EXERCISE BRIEF. What comes next in the article on UK inflation? Write its continuation, starting right after its final sentence.

When will inflation come down? What is the current UK rate, why is it so high and 2022 predictions explained

Inflation has been rising steadily for the last nine months, with the Bank of England expecting it to peak at 11%

Inflation in the UK has risen to its highest level in 40 years, reaching 9.4% in June.

Soaring prices are having a devastating impact as the cost of living crisis continues to put the squeeze on households and businesses.

The Office for National Statistics (ONS) blamed high fuel prices and food costs for the steep rise.

ONS Chief economist Grant Fitzner said: “Annual inflation again rose to stand at its highest rate for over 40 years.”

Inflation has been rising steadily for the last nine months, with the Bank of England expecting it to peak 11% by autumn.

Speaking to BBC Breakfast, the government admitted that the current situation is “challenging”, but blamed the war in the Ukraine for “taking a toll here at home.”

STUDY MATERIAL.
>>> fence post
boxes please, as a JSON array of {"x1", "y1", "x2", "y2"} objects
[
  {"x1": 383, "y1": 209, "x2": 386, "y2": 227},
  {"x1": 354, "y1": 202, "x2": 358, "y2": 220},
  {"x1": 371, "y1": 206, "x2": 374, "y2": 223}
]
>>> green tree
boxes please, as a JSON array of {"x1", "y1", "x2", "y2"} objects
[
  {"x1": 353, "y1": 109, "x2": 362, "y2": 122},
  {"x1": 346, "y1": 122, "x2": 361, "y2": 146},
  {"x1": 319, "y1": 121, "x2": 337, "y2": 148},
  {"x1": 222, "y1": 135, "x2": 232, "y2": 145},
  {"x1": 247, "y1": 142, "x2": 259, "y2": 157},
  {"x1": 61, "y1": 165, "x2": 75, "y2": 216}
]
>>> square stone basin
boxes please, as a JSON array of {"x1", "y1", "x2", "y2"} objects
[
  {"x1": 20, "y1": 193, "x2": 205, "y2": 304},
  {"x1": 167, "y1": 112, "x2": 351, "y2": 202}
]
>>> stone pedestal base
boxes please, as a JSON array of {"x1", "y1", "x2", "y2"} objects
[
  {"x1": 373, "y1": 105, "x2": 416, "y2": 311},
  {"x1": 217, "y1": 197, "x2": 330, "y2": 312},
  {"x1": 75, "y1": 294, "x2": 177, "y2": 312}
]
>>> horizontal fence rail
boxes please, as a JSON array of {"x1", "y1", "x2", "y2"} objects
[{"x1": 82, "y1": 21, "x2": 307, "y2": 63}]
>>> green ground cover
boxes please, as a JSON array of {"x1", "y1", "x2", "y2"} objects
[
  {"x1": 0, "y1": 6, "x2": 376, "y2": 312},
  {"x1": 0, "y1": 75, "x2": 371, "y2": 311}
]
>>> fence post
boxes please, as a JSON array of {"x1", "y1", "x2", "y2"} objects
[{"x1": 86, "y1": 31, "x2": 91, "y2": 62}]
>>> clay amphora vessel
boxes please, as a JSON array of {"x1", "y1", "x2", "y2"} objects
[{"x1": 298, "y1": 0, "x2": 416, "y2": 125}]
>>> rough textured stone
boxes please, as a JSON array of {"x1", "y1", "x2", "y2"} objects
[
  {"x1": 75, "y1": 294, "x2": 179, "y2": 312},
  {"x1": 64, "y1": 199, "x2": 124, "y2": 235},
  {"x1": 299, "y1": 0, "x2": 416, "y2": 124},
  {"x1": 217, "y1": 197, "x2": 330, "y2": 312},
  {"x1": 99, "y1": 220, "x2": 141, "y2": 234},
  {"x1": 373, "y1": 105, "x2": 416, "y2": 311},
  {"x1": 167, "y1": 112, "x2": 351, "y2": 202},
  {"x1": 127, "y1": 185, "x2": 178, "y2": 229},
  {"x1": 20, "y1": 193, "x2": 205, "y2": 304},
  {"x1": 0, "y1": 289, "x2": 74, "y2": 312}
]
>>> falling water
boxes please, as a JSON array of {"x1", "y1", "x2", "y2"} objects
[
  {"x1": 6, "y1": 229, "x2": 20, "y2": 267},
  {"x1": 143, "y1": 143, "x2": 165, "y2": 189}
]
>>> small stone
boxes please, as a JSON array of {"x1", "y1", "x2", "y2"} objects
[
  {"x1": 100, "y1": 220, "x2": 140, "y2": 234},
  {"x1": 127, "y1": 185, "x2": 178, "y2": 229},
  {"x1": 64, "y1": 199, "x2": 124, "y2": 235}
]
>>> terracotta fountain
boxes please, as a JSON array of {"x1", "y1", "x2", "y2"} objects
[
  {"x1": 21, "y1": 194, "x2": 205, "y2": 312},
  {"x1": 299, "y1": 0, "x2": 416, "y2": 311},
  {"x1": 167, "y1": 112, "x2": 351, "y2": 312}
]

TASK RESULT.
The news comes after the government announced a below inflation pay rise for public sector workers, which is expected to cause strike action.

Here’s everything you need to know about why inflation is so high and when it will come down.

What is the current UK inflation rate?

The current inflation rate in the UK is 9.4%.

Inflation has reached the highest rate for 40 years at 9.4% (Pic: Getty Images)

This is the highest rate the UK has seen in 40 years.

ONS Chief economist Grant Fitzner explained: “The increase was driven by rising fuel and food prices, these were only slightly offset by falling second-hand car prices.”

The last time inflation was over 9% was in 1981, when it hit 9.1.

Why is inflation so high?

The rate of inflation began to rise in 2021 after the Covid-19 pandemic.

As countries around the world began to open up again, businesses struggled to meet with the extra demand for goods and services.

With a gap in production, accessing materials was challenging and many businesses were left with shortages.

The February 2022 invasion of Ukraine by Russia only exacerbated the situation, by driving up the price of gas, oil and petrol.

Ukraine is also a key player in the world’s agricultural sector, being one of the largest grain producers.

The lack of grain supply has seen prices for food soar and also caused food shortages.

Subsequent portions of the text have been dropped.